Short problem
Copy out each line below that contains the string "reed".
--- start of Data excerpts ---
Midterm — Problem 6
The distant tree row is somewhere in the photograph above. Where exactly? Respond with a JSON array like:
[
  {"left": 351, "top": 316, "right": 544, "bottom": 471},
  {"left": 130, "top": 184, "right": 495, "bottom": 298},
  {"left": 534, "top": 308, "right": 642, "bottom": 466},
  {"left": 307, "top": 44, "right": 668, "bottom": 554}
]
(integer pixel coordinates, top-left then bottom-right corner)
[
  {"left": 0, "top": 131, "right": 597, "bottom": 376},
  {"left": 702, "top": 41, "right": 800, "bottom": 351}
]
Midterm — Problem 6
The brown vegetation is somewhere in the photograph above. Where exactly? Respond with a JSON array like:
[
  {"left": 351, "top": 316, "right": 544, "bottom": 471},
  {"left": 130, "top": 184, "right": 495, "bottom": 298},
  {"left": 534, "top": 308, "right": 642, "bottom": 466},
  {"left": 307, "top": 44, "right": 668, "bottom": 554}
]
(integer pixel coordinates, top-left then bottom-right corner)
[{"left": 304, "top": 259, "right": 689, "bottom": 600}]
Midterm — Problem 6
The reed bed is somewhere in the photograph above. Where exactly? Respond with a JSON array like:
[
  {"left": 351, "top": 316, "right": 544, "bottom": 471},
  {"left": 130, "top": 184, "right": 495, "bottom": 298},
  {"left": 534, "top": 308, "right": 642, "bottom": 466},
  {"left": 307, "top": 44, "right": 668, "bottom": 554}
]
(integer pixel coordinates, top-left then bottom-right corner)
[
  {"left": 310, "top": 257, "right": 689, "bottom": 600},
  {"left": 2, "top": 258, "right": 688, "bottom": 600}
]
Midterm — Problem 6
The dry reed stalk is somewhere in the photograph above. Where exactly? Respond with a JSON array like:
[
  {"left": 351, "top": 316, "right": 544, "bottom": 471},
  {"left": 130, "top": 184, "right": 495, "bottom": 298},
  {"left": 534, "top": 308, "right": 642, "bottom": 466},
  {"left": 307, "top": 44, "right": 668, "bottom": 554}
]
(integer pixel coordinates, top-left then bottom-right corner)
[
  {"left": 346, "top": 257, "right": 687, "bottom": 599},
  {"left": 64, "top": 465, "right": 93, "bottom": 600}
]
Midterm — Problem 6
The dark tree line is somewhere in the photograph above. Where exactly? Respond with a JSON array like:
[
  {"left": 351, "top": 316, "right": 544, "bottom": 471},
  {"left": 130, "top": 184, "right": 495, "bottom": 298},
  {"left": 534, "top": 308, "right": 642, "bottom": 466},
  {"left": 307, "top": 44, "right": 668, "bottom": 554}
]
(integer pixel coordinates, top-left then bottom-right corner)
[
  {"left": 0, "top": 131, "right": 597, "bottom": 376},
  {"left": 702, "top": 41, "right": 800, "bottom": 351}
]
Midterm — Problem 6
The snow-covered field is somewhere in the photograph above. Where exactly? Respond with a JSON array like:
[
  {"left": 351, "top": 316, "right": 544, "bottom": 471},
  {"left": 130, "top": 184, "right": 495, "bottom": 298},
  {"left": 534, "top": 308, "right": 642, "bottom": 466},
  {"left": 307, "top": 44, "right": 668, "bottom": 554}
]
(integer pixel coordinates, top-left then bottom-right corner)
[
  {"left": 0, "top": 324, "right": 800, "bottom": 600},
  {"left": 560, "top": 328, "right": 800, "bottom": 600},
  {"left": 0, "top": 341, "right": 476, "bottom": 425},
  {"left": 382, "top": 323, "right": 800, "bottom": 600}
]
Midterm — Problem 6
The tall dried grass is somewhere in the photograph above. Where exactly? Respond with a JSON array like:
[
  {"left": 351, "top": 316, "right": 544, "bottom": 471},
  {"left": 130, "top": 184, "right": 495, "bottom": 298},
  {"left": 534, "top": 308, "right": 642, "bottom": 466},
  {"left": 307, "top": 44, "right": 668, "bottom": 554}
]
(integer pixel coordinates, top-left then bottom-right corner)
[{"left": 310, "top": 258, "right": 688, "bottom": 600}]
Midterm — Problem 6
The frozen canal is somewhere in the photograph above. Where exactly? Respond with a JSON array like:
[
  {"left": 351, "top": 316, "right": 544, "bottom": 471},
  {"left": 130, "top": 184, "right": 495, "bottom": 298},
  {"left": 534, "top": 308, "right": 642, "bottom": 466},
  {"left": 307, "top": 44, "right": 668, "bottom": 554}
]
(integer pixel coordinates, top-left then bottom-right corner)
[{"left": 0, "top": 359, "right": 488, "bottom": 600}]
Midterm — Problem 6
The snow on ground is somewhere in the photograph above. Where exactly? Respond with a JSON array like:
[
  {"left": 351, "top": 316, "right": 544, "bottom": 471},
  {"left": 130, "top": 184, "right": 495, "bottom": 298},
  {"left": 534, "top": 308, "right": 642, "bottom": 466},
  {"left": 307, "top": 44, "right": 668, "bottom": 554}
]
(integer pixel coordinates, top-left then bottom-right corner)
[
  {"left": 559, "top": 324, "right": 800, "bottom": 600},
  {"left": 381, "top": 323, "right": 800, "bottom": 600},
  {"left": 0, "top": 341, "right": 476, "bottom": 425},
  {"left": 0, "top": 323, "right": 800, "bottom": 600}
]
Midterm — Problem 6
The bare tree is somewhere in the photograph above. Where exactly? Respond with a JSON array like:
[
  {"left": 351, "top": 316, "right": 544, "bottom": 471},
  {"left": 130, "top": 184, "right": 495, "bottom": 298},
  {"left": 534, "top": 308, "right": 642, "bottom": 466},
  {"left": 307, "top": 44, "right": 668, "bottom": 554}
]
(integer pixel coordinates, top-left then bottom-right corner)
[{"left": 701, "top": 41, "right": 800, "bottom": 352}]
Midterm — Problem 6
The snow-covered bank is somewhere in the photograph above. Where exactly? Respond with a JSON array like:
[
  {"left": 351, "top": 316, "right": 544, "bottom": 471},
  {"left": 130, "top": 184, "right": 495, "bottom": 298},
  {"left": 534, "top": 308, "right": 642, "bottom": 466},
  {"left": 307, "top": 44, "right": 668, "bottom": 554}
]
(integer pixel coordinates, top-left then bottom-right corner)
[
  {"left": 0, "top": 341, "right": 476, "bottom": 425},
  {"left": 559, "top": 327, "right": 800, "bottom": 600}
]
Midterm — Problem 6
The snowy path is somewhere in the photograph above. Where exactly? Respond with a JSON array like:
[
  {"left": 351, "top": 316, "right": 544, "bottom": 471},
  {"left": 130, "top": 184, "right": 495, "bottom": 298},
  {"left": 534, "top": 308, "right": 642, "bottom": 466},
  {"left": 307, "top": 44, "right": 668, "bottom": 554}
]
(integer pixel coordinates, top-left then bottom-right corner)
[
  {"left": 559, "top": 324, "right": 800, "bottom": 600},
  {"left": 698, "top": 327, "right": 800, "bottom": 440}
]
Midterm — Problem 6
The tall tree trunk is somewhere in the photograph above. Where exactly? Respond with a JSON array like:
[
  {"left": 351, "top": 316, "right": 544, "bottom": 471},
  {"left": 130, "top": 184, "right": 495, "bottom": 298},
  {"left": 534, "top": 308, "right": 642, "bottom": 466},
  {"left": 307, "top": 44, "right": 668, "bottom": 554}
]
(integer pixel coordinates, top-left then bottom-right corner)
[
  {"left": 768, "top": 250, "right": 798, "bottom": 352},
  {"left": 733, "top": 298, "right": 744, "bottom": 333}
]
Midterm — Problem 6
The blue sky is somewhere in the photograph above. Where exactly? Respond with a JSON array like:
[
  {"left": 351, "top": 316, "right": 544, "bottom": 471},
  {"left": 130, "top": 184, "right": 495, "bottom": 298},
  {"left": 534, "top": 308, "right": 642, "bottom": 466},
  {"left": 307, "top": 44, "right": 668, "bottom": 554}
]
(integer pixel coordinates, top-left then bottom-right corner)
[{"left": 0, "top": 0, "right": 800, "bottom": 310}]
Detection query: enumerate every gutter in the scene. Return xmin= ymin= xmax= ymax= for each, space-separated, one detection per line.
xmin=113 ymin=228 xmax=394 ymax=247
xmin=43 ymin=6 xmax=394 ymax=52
--- end of Data excerpts ---
Task response
The reed bed is somewhere in the photograph above. Where exactly? Respond with a JSON array like:
The dry reed stalk is somewhere in the photograph above. Where exactly? Respond with a JSON array like:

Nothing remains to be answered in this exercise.